_Provided records_
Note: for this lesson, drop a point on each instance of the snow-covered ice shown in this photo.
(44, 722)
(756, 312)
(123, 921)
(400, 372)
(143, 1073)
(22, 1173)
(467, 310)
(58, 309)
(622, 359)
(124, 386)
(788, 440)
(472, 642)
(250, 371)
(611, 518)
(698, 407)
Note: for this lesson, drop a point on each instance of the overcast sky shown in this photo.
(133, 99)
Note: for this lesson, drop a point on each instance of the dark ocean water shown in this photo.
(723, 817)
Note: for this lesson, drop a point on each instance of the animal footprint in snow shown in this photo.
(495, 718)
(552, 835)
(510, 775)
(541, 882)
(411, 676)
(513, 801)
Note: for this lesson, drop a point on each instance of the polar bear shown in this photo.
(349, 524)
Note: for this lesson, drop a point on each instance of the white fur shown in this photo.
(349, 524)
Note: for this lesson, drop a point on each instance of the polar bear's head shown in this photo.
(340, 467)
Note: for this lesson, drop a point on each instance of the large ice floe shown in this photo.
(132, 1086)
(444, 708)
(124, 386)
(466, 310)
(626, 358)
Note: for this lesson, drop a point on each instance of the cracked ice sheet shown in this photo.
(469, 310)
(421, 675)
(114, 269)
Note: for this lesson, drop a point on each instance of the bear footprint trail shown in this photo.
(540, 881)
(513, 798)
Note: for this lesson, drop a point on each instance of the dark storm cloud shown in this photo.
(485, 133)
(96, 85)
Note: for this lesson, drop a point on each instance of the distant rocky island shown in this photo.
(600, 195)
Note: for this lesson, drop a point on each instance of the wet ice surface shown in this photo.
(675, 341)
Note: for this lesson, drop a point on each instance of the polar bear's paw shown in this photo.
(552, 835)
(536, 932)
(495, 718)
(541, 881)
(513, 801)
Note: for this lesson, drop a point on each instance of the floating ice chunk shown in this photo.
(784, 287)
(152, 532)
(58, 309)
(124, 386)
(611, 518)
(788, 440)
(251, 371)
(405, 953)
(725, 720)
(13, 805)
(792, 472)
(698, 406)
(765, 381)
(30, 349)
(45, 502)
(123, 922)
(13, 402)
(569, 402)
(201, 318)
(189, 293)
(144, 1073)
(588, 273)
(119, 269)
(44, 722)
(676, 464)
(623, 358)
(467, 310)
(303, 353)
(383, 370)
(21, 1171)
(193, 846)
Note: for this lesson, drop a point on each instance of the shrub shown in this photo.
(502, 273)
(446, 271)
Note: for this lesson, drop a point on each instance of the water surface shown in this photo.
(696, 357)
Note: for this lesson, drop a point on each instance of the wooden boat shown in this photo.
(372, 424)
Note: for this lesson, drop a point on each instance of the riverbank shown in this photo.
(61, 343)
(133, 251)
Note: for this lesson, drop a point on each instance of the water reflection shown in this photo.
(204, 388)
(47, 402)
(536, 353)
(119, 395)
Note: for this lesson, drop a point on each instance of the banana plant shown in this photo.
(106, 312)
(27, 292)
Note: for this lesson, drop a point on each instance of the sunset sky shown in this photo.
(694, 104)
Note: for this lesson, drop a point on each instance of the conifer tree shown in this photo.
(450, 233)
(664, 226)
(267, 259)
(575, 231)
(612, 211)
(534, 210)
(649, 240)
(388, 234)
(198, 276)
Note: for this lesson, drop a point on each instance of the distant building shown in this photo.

_Instructions for the task_
Starting at the line containing "sunset sky shown in this photo." and ending at the last line of the entries, write out every line again, multiplying each coordinate in the answers by 1.75 and rounding to whole numbers, with halves rounded up.

_The output_
Note: for this lesson, drop a point on each instance of the sunset sky shown in this photo.
(1215, 182)
Note: for this lesson, drop a point on each instance of the conifer tree shown in this photo.
(788, 408)
(1162, 396)
(467, 453)
(1006, 404)
(1071, 369)
(935, 368)
(1136, 420)
(679, 410)
(347, 483)
Note: for this lesson, drop a point on each instance of the distant building shown in this photo.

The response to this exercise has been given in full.